# WHAT THE TASK REQUIRES
Would you copy exactly the lines in the data below from the one that has "paw in this photo and return bounding boxes" through the one that has "leaf in this photo and return bounding boxes", dropping any pictures?

# DATASET EXTRACT

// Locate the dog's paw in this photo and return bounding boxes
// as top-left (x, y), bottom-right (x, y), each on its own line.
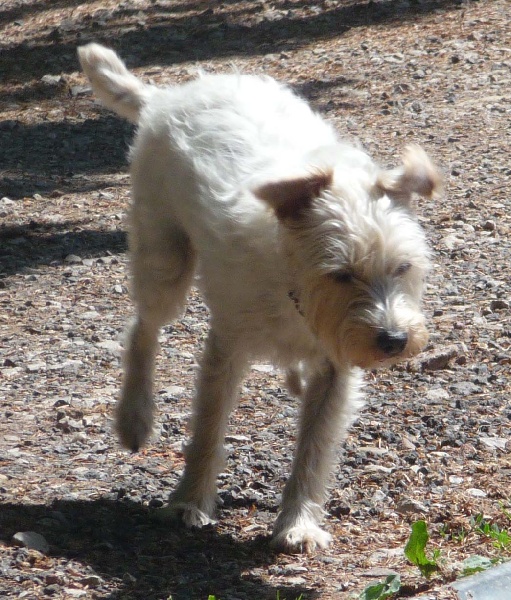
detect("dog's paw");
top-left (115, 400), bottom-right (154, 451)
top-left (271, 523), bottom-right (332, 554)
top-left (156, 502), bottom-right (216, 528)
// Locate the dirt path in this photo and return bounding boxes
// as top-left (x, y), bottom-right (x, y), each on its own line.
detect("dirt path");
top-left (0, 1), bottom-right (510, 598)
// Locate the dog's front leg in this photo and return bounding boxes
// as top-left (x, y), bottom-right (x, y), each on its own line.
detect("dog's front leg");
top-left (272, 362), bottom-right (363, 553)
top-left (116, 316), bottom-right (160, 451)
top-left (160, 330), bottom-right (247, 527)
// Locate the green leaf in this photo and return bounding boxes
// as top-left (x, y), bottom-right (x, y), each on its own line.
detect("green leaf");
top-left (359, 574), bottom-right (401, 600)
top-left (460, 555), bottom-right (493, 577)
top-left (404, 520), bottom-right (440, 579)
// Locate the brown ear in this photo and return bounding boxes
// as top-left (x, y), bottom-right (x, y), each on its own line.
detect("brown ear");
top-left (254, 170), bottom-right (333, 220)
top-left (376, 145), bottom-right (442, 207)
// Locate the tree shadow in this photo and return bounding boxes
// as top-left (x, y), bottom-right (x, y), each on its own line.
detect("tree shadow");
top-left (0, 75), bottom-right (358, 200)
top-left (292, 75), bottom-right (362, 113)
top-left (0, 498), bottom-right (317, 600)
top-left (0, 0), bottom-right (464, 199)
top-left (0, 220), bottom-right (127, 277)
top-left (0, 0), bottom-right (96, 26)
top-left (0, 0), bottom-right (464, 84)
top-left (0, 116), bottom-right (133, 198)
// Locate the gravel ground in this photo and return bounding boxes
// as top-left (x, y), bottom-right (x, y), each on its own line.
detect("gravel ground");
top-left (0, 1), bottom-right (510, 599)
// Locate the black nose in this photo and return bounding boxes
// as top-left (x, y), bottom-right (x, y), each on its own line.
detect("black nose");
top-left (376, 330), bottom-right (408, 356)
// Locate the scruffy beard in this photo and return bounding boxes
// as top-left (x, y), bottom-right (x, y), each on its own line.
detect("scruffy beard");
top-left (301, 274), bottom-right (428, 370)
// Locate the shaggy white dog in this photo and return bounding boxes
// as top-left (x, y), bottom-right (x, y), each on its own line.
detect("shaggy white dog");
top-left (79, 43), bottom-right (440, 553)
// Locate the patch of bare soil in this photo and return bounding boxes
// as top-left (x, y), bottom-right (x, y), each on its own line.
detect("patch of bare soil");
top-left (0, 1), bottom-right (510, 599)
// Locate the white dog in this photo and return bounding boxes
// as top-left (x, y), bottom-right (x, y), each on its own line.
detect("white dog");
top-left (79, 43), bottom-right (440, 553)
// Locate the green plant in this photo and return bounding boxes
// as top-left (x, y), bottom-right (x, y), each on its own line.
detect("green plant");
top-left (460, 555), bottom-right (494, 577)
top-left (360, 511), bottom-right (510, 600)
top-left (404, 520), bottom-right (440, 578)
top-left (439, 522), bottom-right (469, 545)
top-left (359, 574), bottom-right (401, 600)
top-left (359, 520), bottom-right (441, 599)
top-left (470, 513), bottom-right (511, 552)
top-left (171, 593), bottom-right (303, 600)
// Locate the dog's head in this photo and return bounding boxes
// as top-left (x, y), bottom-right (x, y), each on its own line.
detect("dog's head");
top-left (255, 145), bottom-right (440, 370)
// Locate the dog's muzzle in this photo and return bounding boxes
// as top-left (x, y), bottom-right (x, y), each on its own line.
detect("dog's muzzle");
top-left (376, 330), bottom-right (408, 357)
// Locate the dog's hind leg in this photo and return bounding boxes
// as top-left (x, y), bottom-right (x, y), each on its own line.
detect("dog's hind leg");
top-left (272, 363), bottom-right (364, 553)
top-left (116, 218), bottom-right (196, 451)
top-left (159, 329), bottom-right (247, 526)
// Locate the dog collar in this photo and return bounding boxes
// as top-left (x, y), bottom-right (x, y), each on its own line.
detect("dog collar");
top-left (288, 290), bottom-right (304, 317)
* * *
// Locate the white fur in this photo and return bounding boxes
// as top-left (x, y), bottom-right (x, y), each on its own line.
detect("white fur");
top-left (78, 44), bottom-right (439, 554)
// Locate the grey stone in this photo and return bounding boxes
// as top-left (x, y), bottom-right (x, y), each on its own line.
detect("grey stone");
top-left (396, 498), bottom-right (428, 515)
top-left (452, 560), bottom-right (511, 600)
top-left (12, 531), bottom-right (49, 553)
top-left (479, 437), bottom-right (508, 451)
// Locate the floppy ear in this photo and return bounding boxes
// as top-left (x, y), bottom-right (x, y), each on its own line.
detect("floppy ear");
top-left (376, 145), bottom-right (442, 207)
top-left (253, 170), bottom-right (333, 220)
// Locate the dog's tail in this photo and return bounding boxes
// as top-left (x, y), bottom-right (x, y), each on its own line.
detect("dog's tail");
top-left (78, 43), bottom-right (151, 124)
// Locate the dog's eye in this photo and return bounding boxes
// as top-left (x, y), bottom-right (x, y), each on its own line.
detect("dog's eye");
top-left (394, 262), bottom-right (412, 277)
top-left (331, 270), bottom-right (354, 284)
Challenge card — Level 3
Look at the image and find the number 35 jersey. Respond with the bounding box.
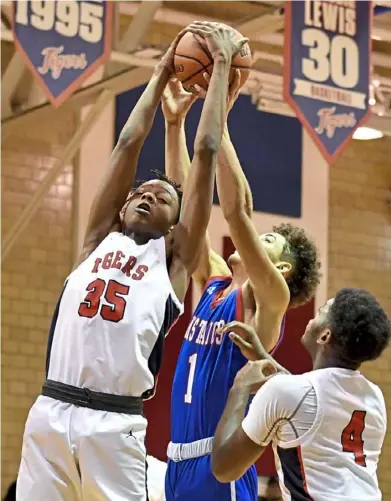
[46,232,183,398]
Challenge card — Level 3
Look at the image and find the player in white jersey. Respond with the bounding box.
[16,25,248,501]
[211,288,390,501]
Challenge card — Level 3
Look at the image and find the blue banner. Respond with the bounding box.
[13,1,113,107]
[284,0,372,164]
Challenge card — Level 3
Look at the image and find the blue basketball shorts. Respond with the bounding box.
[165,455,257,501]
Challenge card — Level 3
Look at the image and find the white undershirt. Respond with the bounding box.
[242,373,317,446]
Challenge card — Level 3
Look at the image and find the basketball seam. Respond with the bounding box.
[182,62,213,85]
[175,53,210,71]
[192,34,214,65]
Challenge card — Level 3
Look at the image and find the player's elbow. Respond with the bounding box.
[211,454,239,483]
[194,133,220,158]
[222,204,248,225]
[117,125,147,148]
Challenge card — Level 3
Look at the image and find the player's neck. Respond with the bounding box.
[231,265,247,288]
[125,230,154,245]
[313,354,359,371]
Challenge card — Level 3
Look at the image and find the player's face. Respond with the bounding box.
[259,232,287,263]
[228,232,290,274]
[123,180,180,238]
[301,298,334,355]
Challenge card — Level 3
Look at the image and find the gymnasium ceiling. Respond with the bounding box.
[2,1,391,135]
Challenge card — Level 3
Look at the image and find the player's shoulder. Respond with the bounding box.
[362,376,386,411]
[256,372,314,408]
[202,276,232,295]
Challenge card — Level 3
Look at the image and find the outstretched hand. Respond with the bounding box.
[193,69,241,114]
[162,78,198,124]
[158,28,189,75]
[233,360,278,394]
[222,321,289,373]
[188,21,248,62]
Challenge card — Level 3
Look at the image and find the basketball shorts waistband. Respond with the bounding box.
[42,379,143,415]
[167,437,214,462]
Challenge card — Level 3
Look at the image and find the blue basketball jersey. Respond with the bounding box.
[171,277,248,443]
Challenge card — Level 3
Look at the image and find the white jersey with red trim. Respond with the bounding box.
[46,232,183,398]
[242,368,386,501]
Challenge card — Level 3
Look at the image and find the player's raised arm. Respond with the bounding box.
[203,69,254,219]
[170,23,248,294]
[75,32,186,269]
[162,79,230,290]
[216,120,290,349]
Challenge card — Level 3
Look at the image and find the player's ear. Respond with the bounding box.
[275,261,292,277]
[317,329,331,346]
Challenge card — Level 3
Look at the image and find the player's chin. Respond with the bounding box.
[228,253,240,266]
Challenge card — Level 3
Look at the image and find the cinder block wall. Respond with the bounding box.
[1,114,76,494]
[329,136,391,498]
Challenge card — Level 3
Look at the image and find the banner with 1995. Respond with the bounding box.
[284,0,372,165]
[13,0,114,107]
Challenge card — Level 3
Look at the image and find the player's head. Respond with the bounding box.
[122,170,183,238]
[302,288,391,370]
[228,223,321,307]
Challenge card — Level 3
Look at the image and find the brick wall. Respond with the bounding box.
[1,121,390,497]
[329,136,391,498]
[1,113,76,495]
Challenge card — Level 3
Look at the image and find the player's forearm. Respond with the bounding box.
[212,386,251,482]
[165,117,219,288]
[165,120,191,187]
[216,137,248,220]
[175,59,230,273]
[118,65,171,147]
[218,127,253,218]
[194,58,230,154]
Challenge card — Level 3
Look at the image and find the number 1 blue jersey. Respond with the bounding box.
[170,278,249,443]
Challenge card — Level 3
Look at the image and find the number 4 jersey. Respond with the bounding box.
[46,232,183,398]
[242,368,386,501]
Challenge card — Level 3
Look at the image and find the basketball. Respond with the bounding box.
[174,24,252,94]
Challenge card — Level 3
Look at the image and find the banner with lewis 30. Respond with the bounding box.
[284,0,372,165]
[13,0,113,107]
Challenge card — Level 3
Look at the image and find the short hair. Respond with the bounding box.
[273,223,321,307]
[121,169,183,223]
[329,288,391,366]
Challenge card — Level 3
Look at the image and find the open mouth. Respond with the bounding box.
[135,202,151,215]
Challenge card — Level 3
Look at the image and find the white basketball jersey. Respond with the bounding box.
...
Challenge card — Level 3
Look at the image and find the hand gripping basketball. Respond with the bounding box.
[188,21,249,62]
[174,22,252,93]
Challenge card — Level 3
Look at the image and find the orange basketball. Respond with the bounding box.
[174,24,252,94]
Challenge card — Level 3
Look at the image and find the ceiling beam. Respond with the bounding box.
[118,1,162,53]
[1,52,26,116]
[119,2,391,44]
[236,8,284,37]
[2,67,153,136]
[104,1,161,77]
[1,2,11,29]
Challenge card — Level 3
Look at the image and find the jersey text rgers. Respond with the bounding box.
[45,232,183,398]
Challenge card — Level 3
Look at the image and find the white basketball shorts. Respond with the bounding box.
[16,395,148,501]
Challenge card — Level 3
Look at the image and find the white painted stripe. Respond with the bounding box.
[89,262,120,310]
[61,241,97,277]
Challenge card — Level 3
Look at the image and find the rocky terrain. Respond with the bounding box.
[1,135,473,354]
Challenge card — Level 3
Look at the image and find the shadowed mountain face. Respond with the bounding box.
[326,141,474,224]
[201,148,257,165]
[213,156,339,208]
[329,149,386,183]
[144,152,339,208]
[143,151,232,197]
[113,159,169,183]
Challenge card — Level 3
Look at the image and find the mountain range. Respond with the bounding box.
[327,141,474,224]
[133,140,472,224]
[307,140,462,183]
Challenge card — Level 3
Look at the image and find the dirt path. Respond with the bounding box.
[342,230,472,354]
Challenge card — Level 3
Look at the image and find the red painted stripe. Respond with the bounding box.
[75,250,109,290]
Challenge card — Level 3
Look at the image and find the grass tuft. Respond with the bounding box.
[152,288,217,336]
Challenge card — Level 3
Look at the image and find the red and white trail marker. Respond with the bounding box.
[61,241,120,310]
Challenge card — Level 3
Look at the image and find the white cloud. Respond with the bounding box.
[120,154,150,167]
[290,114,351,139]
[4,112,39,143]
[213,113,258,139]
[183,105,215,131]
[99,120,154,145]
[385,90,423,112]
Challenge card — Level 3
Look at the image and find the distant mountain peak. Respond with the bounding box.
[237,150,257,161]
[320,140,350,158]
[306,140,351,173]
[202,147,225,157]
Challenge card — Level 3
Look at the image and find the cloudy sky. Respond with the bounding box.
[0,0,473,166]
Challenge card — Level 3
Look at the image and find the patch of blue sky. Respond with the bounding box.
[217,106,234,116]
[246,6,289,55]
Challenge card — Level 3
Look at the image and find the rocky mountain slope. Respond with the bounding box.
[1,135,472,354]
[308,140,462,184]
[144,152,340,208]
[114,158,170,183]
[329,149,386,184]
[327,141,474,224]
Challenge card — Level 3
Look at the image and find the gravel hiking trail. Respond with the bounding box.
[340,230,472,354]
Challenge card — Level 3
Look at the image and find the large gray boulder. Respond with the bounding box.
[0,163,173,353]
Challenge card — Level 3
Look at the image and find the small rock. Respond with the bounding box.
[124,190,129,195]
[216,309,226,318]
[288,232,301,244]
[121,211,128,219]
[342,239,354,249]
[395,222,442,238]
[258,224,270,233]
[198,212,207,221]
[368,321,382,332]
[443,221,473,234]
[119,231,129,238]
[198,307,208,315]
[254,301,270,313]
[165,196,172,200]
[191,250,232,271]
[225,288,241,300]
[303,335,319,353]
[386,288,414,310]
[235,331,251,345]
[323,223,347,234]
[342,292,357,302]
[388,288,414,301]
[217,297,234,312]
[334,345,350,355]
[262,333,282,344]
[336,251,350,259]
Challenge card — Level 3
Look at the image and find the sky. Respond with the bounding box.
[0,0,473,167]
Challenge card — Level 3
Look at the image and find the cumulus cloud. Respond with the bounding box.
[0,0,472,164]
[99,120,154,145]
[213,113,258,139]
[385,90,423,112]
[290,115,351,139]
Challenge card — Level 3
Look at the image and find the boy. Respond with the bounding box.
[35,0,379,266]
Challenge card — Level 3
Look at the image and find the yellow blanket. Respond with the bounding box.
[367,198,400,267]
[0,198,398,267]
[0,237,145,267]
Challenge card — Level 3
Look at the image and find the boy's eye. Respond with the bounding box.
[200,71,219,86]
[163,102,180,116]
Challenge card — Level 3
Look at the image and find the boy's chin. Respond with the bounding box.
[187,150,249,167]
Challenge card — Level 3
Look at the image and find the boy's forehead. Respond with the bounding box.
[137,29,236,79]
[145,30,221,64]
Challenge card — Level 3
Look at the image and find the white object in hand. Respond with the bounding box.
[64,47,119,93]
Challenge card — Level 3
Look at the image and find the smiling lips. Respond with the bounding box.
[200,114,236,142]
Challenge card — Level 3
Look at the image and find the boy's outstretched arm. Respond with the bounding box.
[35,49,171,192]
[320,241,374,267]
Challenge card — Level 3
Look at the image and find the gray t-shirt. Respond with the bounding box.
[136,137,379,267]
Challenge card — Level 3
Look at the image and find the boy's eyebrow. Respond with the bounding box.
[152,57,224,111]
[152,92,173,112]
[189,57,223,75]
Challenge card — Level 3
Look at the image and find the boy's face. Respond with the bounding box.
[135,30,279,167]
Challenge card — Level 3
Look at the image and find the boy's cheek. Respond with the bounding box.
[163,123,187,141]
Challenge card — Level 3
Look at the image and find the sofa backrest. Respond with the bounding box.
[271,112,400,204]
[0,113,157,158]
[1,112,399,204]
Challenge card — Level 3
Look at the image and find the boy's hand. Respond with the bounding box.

# ANSWER TO THIS PROBLEM
// Locate the dog's paw in this photo and return bounding boxes
// as top-left (x, y), bottom-right (x, y), each on its own line.
detect("dog's paw");
top-left (115, 400), bottom-right (154, 451)
top-left (271, 523), bottom-right (332, 554)
top-left (156, 502), bottom-right (216, 528)
// Locate the dirt path in this photo and return bounding boxes
// as top-left (x, y), bottom-right (x, y), each on its own line.
detect("dirt path");
top-left (0, 1), bottom-right (510, 598)
// Locate the dog's front leg in this photo and return bounding boxes
// as top-left (x, y), bottom-right (x, y), each on its own line.
detect("dog's front leg");
top-left (272, 362), bottom-right (363, 553)
top-left (116, 316), bottom-right (160, 451)
top-left (160, 330), bottom-right (247, 527)
// Locate the green leaf in this photo and return bounding boxes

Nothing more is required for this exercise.